(Natural-language object grounding data)
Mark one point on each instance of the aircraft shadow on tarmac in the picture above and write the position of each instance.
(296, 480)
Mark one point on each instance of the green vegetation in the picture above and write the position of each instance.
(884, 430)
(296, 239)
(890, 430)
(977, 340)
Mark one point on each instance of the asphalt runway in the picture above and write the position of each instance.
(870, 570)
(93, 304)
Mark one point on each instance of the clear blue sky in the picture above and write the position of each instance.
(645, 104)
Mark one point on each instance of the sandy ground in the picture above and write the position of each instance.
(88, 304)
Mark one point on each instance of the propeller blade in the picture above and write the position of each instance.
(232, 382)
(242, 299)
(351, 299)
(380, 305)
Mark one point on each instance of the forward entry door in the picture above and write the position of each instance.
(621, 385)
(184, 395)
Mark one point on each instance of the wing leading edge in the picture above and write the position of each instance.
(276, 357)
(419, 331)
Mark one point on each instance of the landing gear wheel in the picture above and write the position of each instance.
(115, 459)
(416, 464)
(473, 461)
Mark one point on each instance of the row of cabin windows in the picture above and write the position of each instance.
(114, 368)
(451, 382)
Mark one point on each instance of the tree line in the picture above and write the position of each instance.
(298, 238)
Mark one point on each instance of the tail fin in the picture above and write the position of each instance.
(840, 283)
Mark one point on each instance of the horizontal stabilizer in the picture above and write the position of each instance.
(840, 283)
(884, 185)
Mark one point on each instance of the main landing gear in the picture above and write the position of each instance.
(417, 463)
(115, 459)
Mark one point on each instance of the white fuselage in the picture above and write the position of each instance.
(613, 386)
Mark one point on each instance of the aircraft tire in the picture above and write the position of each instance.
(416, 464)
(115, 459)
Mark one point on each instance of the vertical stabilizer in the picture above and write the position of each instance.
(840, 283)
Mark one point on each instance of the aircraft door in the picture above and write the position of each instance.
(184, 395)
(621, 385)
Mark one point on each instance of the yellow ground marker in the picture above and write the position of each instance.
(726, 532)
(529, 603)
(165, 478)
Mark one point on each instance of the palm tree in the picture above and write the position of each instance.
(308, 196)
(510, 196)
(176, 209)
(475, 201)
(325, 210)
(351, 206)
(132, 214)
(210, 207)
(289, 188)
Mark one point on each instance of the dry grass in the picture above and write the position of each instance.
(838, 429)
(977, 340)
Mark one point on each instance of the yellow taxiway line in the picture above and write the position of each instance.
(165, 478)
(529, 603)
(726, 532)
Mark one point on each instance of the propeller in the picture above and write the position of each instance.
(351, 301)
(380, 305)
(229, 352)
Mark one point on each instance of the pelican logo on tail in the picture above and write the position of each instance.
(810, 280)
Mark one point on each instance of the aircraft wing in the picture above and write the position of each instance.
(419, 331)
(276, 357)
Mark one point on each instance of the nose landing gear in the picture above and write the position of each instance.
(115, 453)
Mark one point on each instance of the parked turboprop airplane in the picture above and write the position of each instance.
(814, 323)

_Task item_
Every record, copied exactly, is the expected answer.

_Task answer_
Mark one point on each instance of the aircraft shadow on tarmac in the picture above and write the position of each instance.
(296, 480)
Mark one point on each instance of the green vegetation in the picture above and write the position of each instance.
(884, 430)
(296, 239)
(890, 430)
(977, 340)
Mark one point on each instance of the asphalt runway in the picture above and write the position of each instance.
(870, 570)
(93, 304)
Mark one point on each instance of the clear blue sky in the picture above and write the position of each instance.
(645, 104)
Mark one point on each instance of the sandy ground in the picture above and write the position of each instance.
(88, 304)
Mark one point on each instance of the propeller blade in the picture above and write the position of each instance.
(232, 382)
(242, 299)
(351, 299)
(380, 305)
Mark one point on each instance of the forward entry door in the picture above and write the position of each instance.
(621, 385)
(184, 395)
Mark one point on each instance of the wing leading edge in the picture above and write the position of each instance.
(276, 357)
(419, 331)
Mark one point on each instance of the landing gear wheel in the picture above and write the position of each instance.
(115, 459)
(416, 464)
(473, 461)
Mark one point on each instance of the row of cabin windows in the picture above and write the position of each instance.
(114, 368)
(451, 382)
Mark one point on each instance of the tree line in the picture above and write the position of each instance.
(298, 238)
Mark one point on each instance of the tail fin in the picture above and write the position of each instance.
(840, 283)
Mark one point on each instance of the horizontal stabilizer in the picture above and write the position of each instance.
(840, 283)
(884, 185)
Mark one point on each instance of the main landing gear in the picture above and write the position of each instance.
(417, 463)
(115, 459)
Mark one point on each instance of the white fuselage in the picture above and write the position of each instance.
(613, 386)
Mark one point on each instance of the aircraft tire in the picture above and write the position of each instance.
(416, 464)
(115, 459)
Mark one point on each instance of the vertical stabilizer in the picture above and write the position of each instance.
(840, 283)
Mark one point on each instance of the aircraft door in the picture above and write the position of each instance.
(184, 395)
(621, 385)
Mark one point on each instance of the yellow ground marker in the picture above and write the position of each instance.
(726, 532)
(529, 603)
(165, 478)
Mark one point on each instance of the palm tree in the picture above and write the position of each instance.
(308, 196)
(510, 196)
(176, 209)
(475, 201)
(325, 210)
(351, 206)
(132, 214)
(210, 207)
(289, 188)
Mark one point on each instance of the dry grass in the picture above and write the position of each instance.
(838, 429)
(977, 340)
Mark one point on each instance of the yellow taxiway line in the picture above and write the position of each instance.
(165, 478)
(529, 603)
(726, 532)
Mark one point on each instance of the propeller in the picture above and write the position of each instance.
(351, 301)
(380, 305)
(229, 352)
Mark one point on each instance of the pelican logo on tail in the picture above and write the position of each instance.
(810, 280)
Mark one point on each instance of the aircraft wing in the picture above and write the position of each instance.
(419, 331)
(276, 357)
Mark one point on each instance of the nose landing gear in the picture above and write the position of each instance.
(115, 453)
Mark one point on each instance of the parked turboprop airplane in the picture above and write the position of each instance.
(814, 323)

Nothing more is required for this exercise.